**GOAL 1:**
Please write out the portion of the plotting code that begins at the words "msno.matrix(df, ax=ax1, sparkline=False)" and stops after the words "of Missing Values')".
**GOAL 2:**
Give again, without any change, the lines of the listing that begin at the line containing "drop a dot on the yellow" and stop after the last line of the listing.

**SUPPLIED PASSAGE:**

┌──

Visualization helps us understand patterns in data quality issues:

In [None]:
# Create comprehensive visualizations
fig = plt.figure(figsize=(20, 12))

# 1. Missing data matrix
ax1 = plt.subplot(2, 3, 1)
msno.matrix(df, ax=ax1, sparkline=False)
ax1.set_title('Missing Data Pattern Matrix', fontsize=14, fontweight='bold')

# 2. Missing data bar chart
ax2 = plt.subplot(2, 3, 2)
missing_counts = df.isnull().sum().sort_values(ascending=False)
missing_counts = missing_counts[missing_counts > 0]
ax2.bar(range(len(missing_counts)), missing_counts.values)
ax2.set_xticks(range(len(missing_counts)))
ax2.set_xticklabels(missing_counts.index, rotation=45, ha='right')
ax2.set_ylabel('Number of Missing Values')
ax2.set_title('Missing Values by Column', fontsize=14, fontweight='bold')
ax2.grid(True, alpha=0.3)

# 3. Missing data heatmap
ax3 = plt.subplot(2, 3, 3)

└──

**LISTING:**
┌──

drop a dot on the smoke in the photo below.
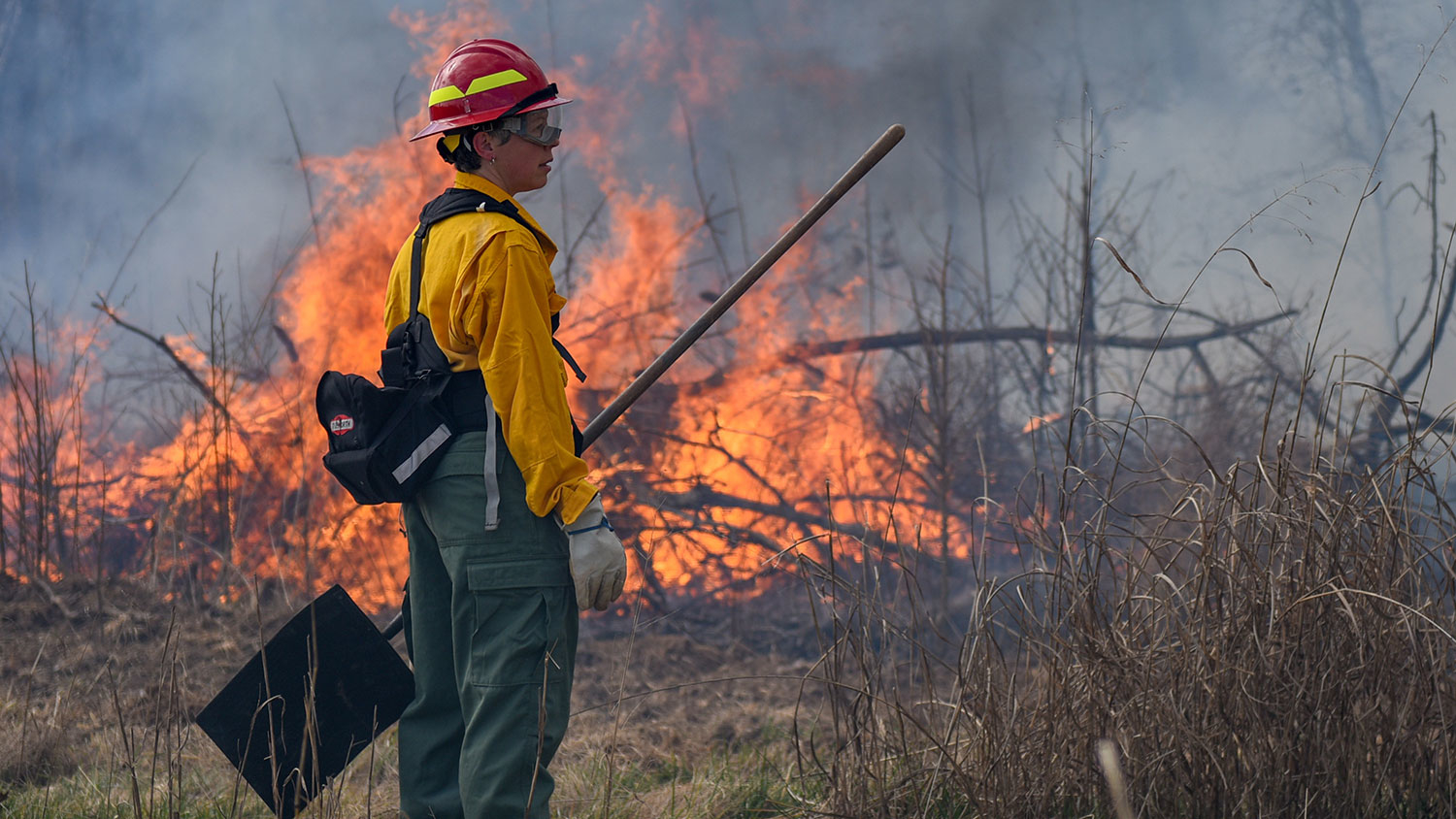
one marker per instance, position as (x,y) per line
(1208,113)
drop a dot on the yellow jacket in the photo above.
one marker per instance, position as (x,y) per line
(488,293)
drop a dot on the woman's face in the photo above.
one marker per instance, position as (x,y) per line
(520,165)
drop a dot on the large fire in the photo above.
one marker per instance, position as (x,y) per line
(740,454)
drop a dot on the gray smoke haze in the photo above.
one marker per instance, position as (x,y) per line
(1210,110)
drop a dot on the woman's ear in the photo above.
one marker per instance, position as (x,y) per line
(480,142)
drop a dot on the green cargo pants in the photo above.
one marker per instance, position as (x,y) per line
(491,623)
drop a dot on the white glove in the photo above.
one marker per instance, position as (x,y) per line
(599,565)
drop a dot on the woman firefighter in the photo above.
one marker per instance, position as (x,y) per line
(507,539)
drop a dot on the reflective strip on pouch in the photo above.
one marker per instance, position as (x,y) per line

└──

**FINISHED ANSWER 1:**
msno.matrix(df, ax=ax1, sparkline=False)
ax1.set_title('Missing Data Pattern Matrix', fontsize=14, fontweight='bold')

# 2. Missing data bar chart
ax2 = plt.subplot(2, 3, 2)
missing_counts = df.isnull().sum().sort_values(ascending=False)
missing_counts = missing_counts[missing_counts > 0]
ax2.bar(range(len(missing_counts)), missing_counts.values)
ax2.set_xticks(range(len(missing_counts)))
ax2.set_xticklabels(missing_counts.index, rotation=45, ha='right')
ax2.set_ylabel('Number of Missing Values')

**FINISHED ANSWER 2:**
drop a dot on the yellow jacket in the photo above.
one marker per instance, position as (x,y) per line
(488,293)
drop a dot on the woman's face in the photo above.
one marker per instance, position as (x,y) per line
(520,165)
drop a dot on the large fire in the photo above.
one marker per instance, position as (x,y) per line
(740,454)
drop a dot on the gray smoke haze in the photo above.
one marker per instance, position as (x,y) per line
(1210,110)
drop a dot on the woman's ear in the photo above.
one marker per instance, position as (x,y) per line
(480,142)
drop a dot on the green cargo pants in the photo above.
one marker per instance, position as (x,y) per line
(491,623)
drop a dot on the white glove in the photo above.
one marker per instance, position as (x,y) per line
(599,565)
drop a dot on the woman firefighter in the photo above.
one marker per instance, position as (x,y) per line
(507,539)
drop a dot on the reflective strip on pouch in the photo above.
one marker per instance, position as (x,y) per line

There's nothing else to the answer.